AIM: Give every line of all the items below as one numbered list. Leave out blank lines and the pictures.

Rows from a dataset:
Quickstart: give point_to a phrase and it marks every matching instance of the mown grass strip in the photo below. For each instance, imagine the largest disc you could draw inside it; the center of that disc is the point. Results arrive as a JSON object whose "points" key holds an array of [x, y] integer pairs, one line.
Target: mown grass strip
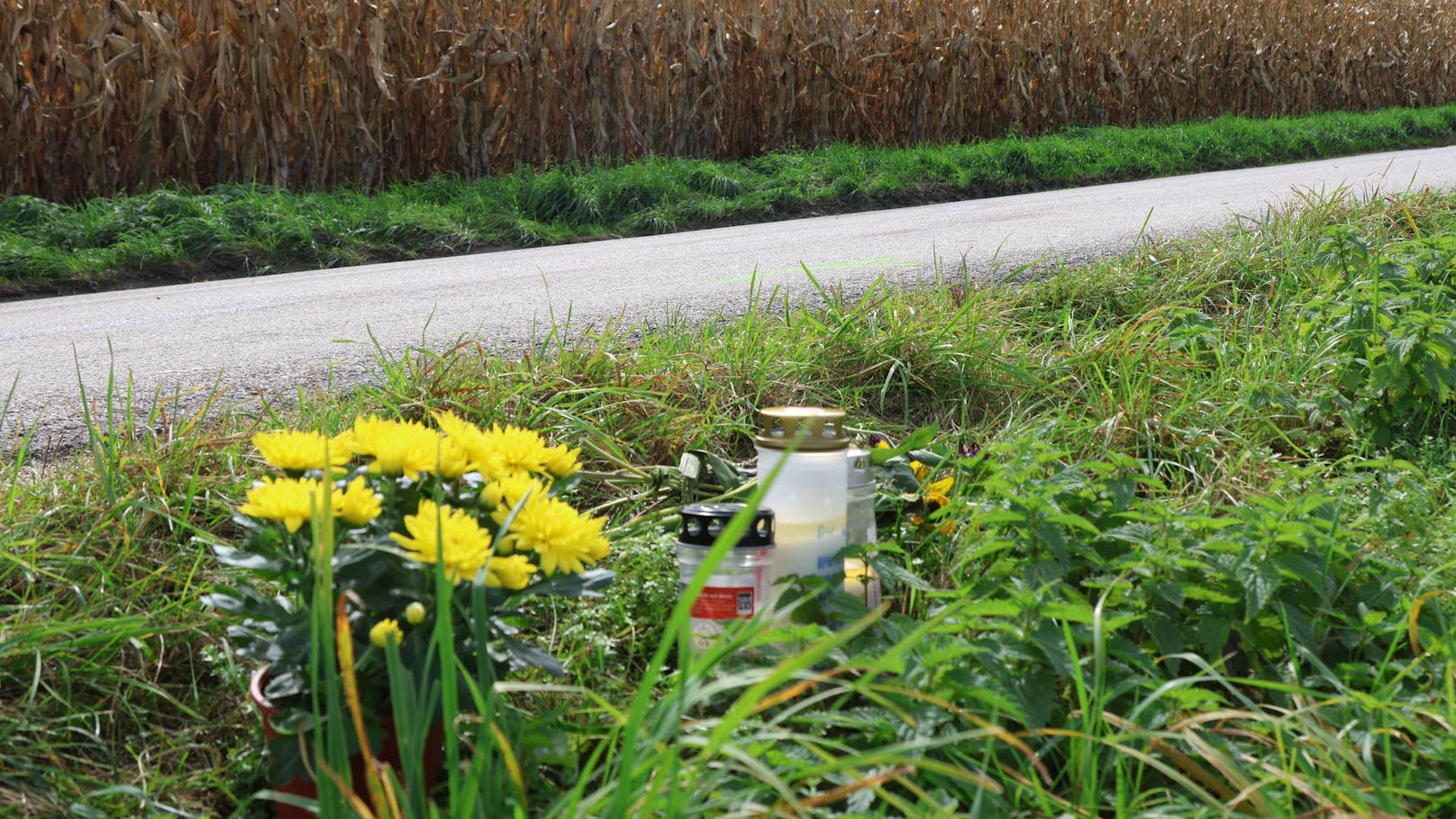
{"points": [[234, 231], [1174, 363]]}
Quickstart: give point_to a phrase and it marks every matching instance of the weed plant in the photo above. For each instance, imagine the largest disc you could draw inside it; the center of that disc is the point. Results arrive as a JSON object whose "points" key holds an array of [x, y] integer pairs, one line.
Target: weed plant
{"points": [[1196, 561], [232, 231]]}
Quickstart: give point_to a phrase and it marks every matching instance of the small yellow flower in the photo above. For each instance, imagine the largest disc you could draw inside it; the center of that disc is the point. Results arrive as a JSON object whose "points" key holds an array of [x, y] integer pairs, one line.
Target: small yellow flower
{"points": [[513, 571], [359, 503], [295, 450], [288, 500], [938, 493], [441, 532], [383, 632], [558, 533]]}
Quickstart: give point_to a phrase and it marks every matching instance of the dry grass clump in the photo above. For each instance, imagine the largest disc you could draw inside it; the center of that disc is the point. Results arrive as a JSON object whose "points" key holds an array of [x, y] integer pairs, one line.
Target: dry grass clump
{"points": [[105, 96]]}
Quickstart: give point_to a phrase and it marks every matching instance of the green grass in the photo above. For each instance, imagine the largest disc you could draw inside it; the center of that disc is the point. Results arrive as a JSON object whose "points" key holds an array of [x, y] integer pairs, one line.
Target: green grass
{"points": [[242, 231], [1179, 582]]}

TASK SOLUTION:
1. Quickstart: give point_to a phrase and it marks every matching instance of the mown grass strip in the photo below. For each instance, imagine the largest disc you could draw inside it; the center of that disc is the point. Results arrive as a JSON object whose "points" key holds an array of [x, y] integer pairs, one line.
2. Target: mown grass strip
3. {"points": [[234, 231], [1174, 363]]}
4. Quickstart: give point_to a phrase and it marks every matching instance of the weed plant in the photo above. For each instance, imagine the largest disc you could draw inside it; the center of that disc is the point. Results arrive as a JSON object whose "points" key holds an array of [x, y] integer pairs, one line.
5. Target: weed plant
6. {"points": [[1196, 561], [232, 231]]}
7. Quickstart: give point_to a phrase and it marks every matching instance of the small yellow flower in the photo above. For each instance, imagine the largest disc you could draw inside it; the center of that disc is the point. Results arrive as a JSON object whose "points" key holds an array of [x, y] integer pairs, one line.
8. Target: small yellow flower
9. {"points": [[513, 571], [359, 503], [295, 450], [288, 500], [938, 493], [441, 532], [383, 632], [558, 533]]}
10. Quickstart: give point_to a phrase and it marks every matching instance of the dry grass clump in the photo above. For each instance, imagine the largest disc you could draw inside it; the center of that disc is the point. Results arrive as a JSON object whose "points" key holds an array of [x, y] integer pairs, one line.
11. Target: dry grass clump
12. {"points": [[105, 96]]}
13. Quickstart: give point_to a phrase and it marks every matching instance of the green grass in the photo above. For each instance, imagine the largest disc you could draw inside it; the center of that disc is the point. Results arrive as a JSON object whose "points" key holds an array of [x, y] integer pairs, one line.
14. Target: green grass
15. {"points": [[242, 231], [1179, 582]]}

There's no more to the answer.